## start DATA LISTING

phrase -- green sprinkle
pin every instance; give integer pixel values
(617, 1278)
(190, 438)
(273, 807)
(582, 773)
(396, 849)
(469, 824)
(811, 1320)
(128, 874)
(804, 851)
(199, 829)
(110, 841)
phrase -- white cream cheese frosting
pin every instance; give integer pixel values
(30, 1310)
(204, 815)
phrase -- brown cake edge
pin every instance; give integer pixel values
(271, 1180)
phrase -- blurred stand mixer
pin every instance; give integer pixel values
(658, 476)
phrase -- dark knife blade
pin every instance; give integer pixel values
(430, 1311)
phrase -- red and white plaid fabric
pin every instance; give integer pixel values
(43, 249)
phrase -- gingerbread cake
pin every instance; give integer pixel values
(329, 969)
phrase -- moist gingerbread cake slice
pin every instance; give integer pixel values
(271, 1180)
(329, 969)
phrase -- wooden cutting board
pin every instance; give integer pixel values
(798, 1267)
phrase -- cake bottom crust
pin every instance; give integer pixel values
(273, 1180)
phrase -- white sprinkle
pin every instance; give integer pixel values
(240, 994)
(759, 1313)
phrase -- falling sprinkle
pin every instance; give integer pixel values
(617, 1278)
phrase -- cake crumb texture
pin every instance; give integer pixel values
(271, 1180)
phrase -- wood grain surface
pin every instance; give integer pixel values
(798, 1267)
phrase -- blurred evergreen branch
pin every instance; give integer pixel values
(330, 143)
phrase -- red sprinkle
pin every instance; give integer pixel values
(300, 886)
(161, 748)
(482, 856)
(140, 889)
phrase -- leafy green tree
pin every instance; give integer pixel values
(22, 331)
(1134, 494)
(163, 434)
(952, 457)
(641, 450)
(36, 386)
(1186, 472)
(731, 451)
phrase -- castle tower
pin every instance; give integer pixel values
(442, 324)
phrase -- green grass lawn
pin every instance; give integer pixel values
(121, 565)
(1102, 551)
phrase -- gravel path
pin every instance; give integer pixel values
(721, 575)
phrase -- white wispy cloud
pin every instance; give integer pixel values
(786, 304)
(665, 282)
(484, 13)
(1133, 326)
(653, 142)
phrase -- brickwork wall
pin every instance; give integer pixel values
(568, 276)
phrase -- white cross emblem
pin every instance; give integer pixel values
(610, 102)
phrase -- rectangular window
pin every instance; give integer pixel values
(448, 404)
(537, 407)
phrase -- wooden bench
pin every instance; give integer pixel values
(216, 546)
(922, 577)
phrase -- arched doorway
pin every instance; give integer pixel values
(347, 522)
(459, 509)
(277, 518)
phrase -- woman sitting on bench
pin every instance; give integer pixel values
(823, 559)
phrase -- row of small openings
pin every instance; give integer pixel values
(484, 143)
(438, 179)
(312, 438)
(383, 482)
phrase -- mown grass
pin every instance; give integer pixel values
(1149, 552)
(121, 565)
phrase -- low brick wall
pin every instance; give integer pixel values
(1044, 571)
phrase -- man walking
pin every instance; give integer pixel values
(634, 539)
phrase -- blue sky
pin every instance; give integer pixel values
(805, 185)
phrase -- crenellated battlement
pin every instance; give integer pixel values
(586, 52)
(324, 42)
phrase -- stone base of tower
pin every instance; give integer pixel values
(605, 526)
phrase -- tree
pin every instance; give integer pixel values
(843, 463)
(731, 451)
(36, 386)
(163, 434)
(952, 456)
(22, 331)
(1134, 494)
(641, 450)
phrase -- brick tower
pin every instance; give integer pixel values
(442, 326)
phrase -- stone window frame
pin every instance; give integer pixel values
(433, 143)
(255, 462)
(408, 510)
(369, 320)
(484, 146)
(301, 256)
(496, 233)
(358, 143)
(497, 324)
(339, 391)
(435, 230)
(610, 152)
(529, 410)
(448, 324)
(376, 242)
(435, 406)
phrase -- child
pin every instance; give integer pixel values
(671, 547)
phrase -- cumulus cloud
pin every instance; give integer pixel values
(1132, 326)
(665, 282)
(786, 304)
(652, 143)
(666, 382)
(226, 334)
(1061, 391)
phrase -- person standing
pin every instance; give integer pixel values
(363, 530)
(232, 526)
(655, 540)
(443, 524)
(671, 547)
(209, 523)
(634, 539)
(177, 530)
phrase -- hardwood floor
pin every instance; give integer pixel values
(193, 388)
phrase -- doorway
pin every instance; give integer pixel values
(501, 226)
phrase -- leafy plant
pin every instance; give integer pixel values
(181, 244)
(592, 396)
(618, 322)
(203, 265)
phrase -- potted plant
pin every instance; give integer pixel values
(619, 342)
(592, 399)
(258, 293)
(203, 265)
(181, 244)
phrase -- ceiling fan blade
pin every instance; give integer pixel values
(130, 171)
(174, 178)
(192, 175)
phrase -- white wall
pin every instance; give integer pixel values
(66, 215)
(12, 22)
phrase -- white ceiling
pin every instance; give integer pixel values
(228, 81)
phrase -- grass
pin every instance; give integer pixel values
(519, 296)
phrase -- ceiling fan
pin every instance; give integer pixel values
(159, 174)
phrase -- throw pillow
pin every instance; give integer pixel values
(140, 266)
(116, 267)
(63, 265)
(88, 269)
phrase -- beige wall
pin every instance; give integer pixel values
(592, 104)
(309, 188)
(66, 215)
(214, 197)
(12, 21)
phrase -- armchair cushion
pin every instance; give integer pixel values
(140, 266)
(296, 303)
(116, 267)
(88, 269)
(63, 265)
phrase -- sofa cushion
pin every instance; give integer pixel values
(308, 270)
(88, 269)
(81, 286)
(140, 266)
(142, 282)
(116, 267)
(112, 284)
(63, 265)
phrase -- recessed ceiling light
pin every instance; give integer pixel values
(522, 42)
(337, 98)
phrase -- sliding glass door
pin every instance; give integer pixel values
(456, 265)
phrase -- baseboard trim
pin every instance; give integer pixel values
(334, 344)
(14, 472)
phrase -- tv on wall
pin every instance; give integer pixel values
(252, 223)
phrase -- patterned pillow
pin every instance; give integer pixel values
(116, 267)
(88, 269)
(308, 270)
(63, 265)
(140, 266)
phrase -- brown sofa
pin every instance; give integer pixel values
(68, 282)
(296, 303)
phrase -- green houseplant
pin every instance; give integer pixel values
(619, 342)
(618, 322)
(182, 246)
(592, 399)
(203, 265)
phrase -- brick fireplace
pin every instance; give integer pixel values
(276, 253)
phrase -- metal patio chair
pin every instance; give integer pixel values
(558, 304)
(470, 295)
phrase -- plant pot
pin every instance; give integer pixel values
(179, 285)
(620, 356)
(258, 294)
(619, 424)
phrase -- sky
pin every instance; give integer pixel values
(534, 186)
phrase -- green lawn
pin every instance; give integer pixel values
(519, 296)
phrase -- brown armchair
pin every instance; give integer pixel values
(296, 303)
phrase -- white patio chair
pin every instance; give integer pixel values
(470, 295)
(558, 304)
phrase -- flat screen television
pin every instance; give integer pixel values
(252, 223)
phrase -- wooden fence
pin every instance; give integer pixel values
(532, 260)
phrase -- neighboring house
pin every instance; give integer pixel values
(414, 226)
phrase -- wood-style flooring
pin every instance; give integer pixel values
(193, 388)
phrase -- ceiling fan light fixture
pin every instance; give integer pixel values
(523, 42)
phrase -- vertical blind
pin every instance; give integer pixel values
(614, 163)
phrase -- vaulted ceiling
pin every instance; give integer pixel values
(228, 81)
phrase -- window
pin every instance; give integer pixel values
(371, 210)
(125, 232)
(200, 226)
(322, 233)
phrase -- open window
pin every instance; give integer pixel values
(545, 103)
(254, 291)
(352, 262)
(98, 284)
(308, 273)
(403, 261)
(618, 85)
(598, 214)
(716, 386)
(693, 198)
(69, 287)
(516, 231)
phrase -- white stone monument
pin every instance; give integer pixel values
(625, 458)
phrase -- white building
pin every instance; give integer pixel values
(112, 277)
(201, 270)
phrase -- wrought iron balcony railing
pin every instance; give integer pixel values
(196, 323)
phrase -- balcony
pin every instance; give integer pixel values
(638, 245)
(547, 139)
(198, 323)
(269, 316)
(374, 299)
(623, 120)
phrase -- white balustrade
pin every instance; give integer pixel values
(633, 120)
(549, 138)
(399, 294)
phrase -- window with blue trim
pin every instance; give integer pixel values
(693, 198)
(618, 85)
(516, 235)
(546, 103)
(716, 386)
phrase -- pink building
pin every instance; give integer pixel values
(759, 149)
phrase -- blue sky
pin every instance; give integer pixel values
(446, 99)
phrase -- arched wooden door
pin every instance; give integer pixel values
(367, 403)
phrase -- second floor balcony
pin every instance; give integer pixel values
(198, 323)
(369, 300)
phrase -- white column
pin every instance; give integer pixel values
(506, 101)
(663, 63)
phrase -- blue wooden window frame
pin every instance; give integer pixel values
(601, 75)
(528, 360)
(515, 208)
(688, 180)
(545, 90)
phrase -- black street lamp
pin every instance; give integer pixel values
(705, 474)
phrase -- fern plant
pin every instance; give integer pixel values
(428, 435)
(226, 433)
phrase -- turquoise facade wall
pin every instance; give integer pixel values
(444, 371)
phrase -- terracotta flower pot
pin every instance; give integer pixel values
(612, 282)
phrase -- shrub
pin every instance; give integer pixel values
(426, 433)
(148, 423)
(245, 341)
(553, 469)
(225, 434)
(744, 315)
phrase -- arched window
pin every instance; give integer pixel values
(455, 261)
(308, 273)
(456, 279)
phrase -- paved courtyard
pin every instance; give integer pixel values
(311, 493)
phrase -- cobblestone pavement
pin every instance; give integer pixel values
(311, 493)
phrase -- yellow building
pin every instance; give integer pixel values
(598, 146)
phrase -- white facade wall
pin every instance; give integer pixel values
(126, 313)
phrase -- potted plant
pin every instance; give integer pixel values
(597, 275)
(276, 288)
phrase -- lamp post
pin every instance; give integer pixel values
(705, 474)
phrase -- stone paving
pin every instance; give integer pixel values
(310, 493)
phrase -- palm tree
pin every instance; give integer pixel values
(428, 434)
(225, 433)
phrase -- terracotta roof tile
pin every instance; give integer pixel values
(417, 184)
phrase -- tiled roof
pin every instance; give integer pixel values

## end DATA LISTING

THE TASK: Reproduce the lines from the one containing "phrase -- arched wooden door" to the end of the entries, keeping both ends and adding nothing.

THE OUTPUT:
phrase -- arched wooden door
pin every instance; give integer pixel values
(367, 403)
phrase -- second floor balcony
pin every instance; give integer pixel values
(198, 323)
(369, 300)
phrase -- white column
pin every instance; give integer pixel values
(506, 101)
(663, 63)
phrase -- blue wooden window frame
pin every instance; give integer pixel values
(601, 75)
(528, 360)
(515, 208)
(688, 180)
(545, 90)
phrase -- black street lamp
pin every instance; give integer pixel values
(705, 474)
phrase -- fern plant
pin every instance; give integer pixel values
(428, 435)
(226, 433)
phrase -- turquoise facade wall
pin every instance; give integer pixel values
(444, 371)
phrase -- terracotta flower pot
pin every instance; give integer pixel values
(612, 282)
phrase -- shrub
pin every instance; give integer pixel values
(426, 433)
(148, 423)
(245, 341)
(553, 469)
(225, 434)
(744, 315)
phrase -- arched window
pin every instance; give integer pixel values
(455, 261)
(308, 273)
(456, 279)
phrase -- paved courtyard
pin every instance; give integer pixel values
(311, 493)
phrase -- cobblestone pavement
pin every instance; give integer pixel values
(311, 493)
phrase -- yellow building
pin every instance; give integer pixel values
(598, 146)
phrase -- white facade wall
pin every instance; give integer pixel values
(126, 313)
phrase -- potted plant
pin every instance; give integer pixel values
(597, 275)
(276, 288)
phrase -- lamp post
pin every instance; give integer pixel values
(705, 474)
phrase -- stone paving
pin every instance; give integer pixel values
(310, 493)
phrase -- palm tree
pin every instance; give integer pixel values
(428, 434)
(225, 433)
phrase -- terracotta roof tile
pin every instance; give integer pixel values
(417, 184)
phrase -- tiled roof
pin every instance; give integer pixel values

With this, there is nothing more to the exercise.